> _Work instructions_
A - Reproduce word for word the passage of the article on working in Dublin below, starting with "Ireland’s GDP growth" and going on through "news for salaries too.".
B - In the article on working in Dublin below, how many companies operate in the city's redeveloped docklands?
C - Pick up the article on working in Dublin below and keep writing it from its last sentence onward.

>> START Source

Dublin is a global, entrepreneurial city with a bright future – and many people have moved here to share in its success. Here are seven of the top reasons why working in Dublin might be the right move for you too.

1. The robust jobs market

Ireland’s GDP growth was expected to decline be 0.9% in 2023 after a stellar performance in recent times as economic activity continues to normalise. Growth is projected to be solid in the coming years though as GDP is forecast to rise by 2.2% in 2024 and 3.8% in 2025.

Unemployment rates are projected to remain low in 2024 by historical standards with the jobs market still most certainly on the up.

In fact, according to EY’s Economic Eye, given the tight labour market and some compensation for past inflation, wage increases are also anticipated in 2024. This is good news for salaries too.

To get a clear idea of what the most sought-after skills in Ireland are right now, you can check the Government’s list of occupations that are considered critical and allow skilled immigrants to take work in Ireland under preferential terms.

2. The world-leading business culture

Dublin is a business-friendly city that has prioritised competitiveness for several decades. So, no matter what field you’re in, your career will benefit from living and working in Dublin.

Dublin’s prosperity owes much to its embrace of the knowledge economy. The city’s leaders recognised its potential early on and set about building a city that attracts international businesses and the talent it relies on.

As long ago as the 1980s, city authorities set about redeveloping Dublin’s historic docklands. This iconic area is now home to the city’s thriving financial and tech industries. Here, you’ll find the offices of many world-renowned multinationals. Over 500 companies operate in this area, including more than half of the world’s top 50 banks, as well as technology leaders like Google, Facebook, Twitter and Accenture.

This city’s commitment to both business and talent hasn’t waned and it continues to perform well in rankings of culture and competitiveness. This means it is still an attractive location for leading business, as well as a great place to develop your career.

Business colleagues in a social setting

3. The craic is 90

Work culture aside, living in Dublin means that there’s loads to do in your downtime. Every weekend you’ll find a different festival, concert or market happening nearby. The vibrant shopping, nightlife and food scenes also means you’ll never be stuck for something to do.

With 40% of the city’s population aged under 30, Dublin’s nightlife is generally buzzing too. The music scene is pumping and venues like Croke Park are regularly packed out with fans of international stars. That’s when it isn’t hosting Gaelic games – Ireland’s favourite sports. Rugby and football also bring the fans out in huge numbers.

4. Educational and research opportunities

Ireland’s third-level education system is among Europe’s best. Despite its relatively small population, Ireland boasts seven public universities and fourteen institutes of technology. Many of them bring learning opportunities to the city’s workplaces too.

>> END Source
>> START Dataset excerpt

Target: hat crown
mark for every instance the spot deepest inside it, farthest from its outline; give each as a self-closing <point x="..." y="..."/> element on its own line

>> END Dataset excerpt

> _Final results_
A -
Ireland’s GDP growth was expected to decline be 0.9% in 2023 after a stellar performance in recent times as economic activity continues to normalise. Growth is projected to be solid in the coming years though as GDP is forecast to rise by 2.2% in 2024 and 3.8% in 2025.

Unemployment rates are projected to remain low in 2024 by historical standards with the jobs market still most certainly on the up.

In fact, according to EY’s Economic Eye, given the tight labour market and some compensation for past inflation, wage increases are also anticipated in 2024. This is good news for salaries too.

B - Over 500 companies.

C -
Government agencies in charge of attracting foreign direct investment have created networks which nurture collaboration between research institutions and private enterprises. And they seem to be working. Ireland ranks fifth in the EU for R&D investment, which means our companies are always at the cutting edge.

R&D investments are made across a broad range of industries, such as ICT, nanotechnologies, manufacturing and processing, biotechnology and space. So if you’re in one of these areas and wondering why to work in Dublin, know that your career may benefit from the opportunity to witness or take part in ground-breaking research.

5. The multilingual culture

Over a relatively short time, Dublin has become an extraordinarily diverse city. People come from all over the globe to live and work here. And you can be sure that citizens from your own country are amongst them – wherever you’re from. Finding like-minded people to socialise with is made easier again by the welcoming nature of local Dubliners.

English is the most widely spoken language in Ireland. But around half a million residents speak a second language. Polish, French, Lithuanian, German, Spanish, Russian and Romanian are particularly common. While around 39% can speak Irish.

Immigration from countries outside the EU is also on the rise, so languages like Chinese, Portuguese and Arabic are gaining prominence in the city too.

6. Plenty of holidays

Full-time workers in Ireland are entitled to four weeks’ leave each year. This is on top of any time they take off for public holidays, sick leave or maternity/paternity leave.

Ireland is small, so a weekend away in a beautiful spot like Galway, Dingle or Waterford is eminently doable during bank holiday weekends. Alternatively, you could take a week or two off to travel home or explore other parts of the world.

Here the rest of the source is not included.